**TASK TO COMPLETE:** Continue the forum discussion below about running multiple versions of one library in a single program, starting right after its final post.

Posted Jan 13, 2020 23:16 UTC (Mon) by HelloWorld (guest, #56129) [Link] (16 responses)

> That's not quite true. Java 9 introduced modules which many projects are cheerfully ignoring.
Well, that might be because they suck. They've been working on this stuff for years and yet it's still not possible to have multiple versions of the same library in a single program. So if you want to use two different libraries that both depend on a third library but in different versions, you lose. Unless of course you use OSGi which has been around for, what, 20 years now and already solved this problem when it first came out.

Szorc: Mercurial's Journey to and Reflections on Python 3

Posted Jan 13, 2020 23:22 UTC (Mon) by Cyberax (✭ supporter ✭, #52523) [Link]

> Well, that might be because they suck.
Indeed they do.

However, I can't fault the way Snoracle introduced them - none of my module-unaware code broke during JDK9 migration.

Szorc: Mercurial's Journey to and Reflections on Python 3

Posted Jan 14, 2020 1:44 UTC (Tue) by Conan_Kudo (subscriber, #103240) [Link] (14 responses)

> They've been working on this stuff for years and yet it's still not possible to have multiple versions of the same library in a single program.

Oh God, no. I like my sanity, thank you very much. I am *totally* OK with that restriction and I would rather nobody ever lifted it.

Szorc: Mercurial's Journey to and Reflections on Python 3

Posted Jan 14, 2020 6:58 UTC (Tue) by HelloWorld (guest, #56129) [Link]

I see, apparently you don't like modularity.

Szorc: Mercurial's Journey to and Reflections on Python 3

Posted Jan 14, 2020 19:02 UTC (Tue) by HelloWorld (guest, #56129) [Link] (12 responses)

If I use library X, and X uses library Y internally but doesn't expose its types in its API, then Y is an implementation detail of X. Now if I also happen to use Y for some unrelated purpose, then upgrading either X or Y might break my application. IOW, I am now affected by X's implementation details. That is the antithesis of modularity, because modularity means that the implementation details of a module don't affect its users. So, could you explain why you believe this breach of modularity is a good thing?

**SUPPLIED INFORMATION:**

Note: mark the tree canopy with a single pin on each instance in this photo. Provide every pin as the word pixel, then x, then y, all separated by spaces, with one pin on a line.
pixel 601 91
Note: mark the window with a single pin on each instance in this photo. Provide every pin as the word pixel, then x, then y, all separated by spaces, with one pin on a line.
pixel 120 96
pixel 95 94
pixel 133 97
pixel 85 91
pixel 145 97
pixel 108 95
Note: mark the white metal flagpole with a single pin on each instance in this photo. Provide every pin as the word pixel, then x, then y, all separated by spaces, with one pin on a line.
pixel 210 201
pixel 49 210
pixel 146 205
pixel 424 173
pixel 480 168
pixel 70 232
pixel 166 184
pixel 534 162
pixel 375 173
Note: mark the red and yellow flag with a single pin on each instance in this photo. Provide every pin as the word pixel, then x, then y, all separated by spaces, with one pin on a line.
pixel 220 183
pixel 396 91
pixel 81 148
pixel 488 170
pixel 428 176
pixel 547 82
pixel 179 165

---

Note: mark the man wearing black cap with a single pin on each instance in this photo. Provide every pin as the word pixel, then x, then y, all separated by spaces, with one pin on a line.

**RESULT OF THE TASK:**
Szorc: Mercurial's Journey to and Reflections on Python 3

Posted Jan 15, 2020 8:26 UTC (Wed) by NYKevin (subscriber, #129325) [Link] (11 responses)

It's a bad thing on the development side. But it's (arguably) a good thing on the packaging and deployment side. As an SRE, I want to deploy one, complete, and entirely self-contained artifact into production, and ideally, I want it to behave exactly the same every time (because I'm going to deploy it to N machines, and I don't want half of them to explode and the other half to melt). It'd also be swell if that artifact would produce logs such as "This version of Y is 1.2.3 and it was pulled in by X, don't confuse it with the freestanding Y that is version 1.3.2." And, of course, I want some kind of ironclad guarantee that the two versions of Y "can't see each other" and therefore won't interfere in unexpected ways at runtime.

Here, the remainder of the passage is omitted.